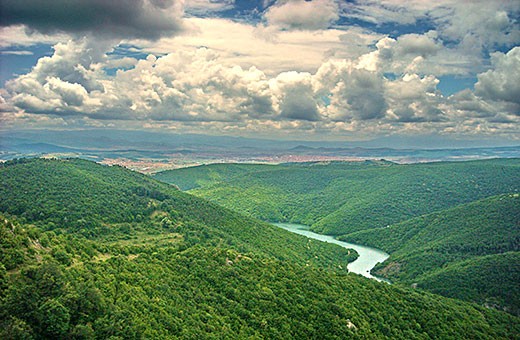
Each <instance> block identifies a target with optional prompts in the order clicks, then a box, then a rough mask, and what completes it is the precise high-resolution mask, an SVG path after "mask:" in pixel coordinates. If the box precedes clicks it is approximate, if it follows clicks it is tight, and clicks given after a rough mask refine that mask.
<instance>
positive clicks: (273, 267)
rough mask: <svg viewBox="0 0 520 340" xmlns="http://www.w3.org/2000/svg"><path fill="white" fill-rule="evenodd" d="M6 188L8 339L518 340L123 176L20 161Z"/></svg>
mask: <svg viewBox="0 0 520 340" xmlns="http://www.w3.org/2000/svg"><path fill="white" fill-rule="evenodd" d="M0 179H1V185H0V195H1V196H0V197H1V201H0V244H1V247H0V262H1V264H0V338H5V339H9V338H24V339H30V338H36V339H70V338H72V339H93V338H98V339H107V338H112V339H122V338H126V339H142V338H147V339H152V338H153V339H161V338H189V339H194V338H201V339H204V338H236V339H244V338H266V339H276V338H323V339H328V338H329V339H333V338H337V339H340V338H341V339H343V338H360V339H367V338H370V339H373V338H389V339H413V338H479V339H496V338H511V339H514V338H517V337H518V335H519V334H520V320H519V319H518V318H516V317H514V316H511V315H509V314H506V313H502V312H498V311H495V310H490V309H486V308H483V307H479V306H477V305H473V304H468V303H461V302H459V301H456V300H451V299H446V298H443V297H439V296H435V295H431V294H428V293H421V292H418V291H413V290H409V289H403V288H399V287H395V286H391V285H387V284H383V283H378V282H375V281H373V280H368V279H365V278H362V277H358V276H357V275H352V274H347V273H346V272H345V271H344V270H341V269H339V268H338V264H339V263H340V262H341V263H344V262H345V261H344V260H345V257H346V254H345V253H342V250H341V249H340V248H337V247H333V246H332V245H318V242H309V241H308V240H306V239H304V238H302V237H298V236H297V235H292V234H289V233H288V232H284V231H283V230H278V229H274V228H271V227H269V226H268V225H266V224H262V223H260V222H258V221H256V220H250V219H247V218H245V217H242V216H240V215H238V214H236V213H232V212H230V211H227V210H225V209H221V208H219V207H218V206H215V205H213V204H211V203H208V202H206V201H204V200H202V199H198V198H196V197H193V196H190V195H188V194H184V193H182V192H179V191H177V190H175V189H174V188H172V187H169V186H167V185H165V184H161V183H159V182H156V181H154V180H152V179H149V178H147V177H145V176H143V175H140V174H136V173H133V172H130V171H128V170H125V169H123V168H120V167H106V166H101V165H97V164H94V163H90V162H86V161H81V160H60V161H58V160H40V159H35V160H22V161H17V162H8V163H5V164H3V165H2V166H0ZM338 252H339V253H338ZM338 254H339V255H338ZM316 257H318V258H317V259H316Z"/></svg>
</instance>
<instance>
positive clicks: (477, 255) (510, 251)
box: [342, 194, 520, 313]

WHAT THE EXERCISE ASKS:
Check each line of the listing above, and copy it if it contains the word "positive".

TASK OUTPUT:
positive clicks: (273, 267)
positive clicks: (477, 255) (510, 251)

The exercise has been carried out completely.